-- EXTRACTED RECORDS follows --
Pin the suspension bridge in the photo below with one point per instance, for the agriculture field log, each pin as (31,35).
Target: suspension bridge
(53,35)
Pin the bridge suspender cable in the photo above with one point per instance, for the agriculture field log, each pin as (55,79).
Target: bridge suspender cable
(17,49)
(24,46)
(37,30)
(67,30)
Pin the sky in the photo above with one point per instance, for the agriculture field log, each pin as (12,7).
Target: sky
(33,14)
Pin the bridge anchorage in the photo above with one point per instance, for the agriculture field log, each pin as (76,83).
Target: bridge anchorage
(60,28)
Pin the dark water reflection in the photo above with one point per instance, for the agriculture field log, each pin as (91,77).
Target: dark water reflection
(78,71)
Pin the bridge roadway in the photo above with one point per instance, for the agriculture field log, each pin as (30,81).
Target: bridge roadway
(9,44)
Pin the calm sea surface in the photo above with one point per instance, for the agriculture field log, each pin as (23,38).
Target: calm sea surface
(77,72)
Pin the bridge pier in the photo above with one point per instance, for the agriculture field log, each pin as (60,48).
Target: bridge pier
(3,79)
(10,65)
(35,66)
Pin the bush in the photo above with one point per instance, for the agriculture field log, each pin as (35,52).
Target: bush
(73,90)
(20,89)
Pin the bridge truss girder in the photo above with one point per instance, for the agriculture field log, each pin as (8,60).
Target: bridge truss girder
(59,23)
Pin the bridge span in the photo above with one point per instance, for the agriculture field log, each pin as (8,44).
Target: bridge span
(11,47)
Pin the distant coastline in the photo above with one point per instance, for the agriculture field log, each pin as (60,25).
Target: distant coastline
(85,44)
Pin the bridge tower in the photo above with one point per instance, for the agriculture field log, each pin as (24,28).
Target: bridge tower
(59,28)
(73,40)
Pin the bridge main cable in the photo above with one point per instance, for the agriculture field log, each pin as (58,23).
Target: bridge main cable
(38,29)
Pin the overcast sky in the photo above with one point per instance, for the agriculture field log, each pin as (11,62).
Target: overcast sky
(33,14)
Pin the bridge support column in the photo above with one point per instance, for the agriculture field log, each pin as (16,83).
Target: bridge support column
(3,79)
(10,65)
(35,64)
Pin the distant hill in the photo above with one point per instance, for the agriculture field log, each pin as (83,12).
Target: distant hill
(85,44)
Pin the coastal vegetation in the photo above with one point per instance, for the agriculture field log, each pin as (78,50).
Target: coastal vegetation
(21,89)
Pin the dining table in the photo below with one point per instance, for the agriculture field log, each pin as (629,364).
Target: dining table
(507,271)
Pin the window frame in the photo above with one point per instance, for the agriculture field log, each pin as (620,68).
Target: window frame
-- EXTRACTED RECORDS concluded --
PROBLEM:
Number of lines above containing "window": give it, with no other text.

YOUR RESPONSE:
2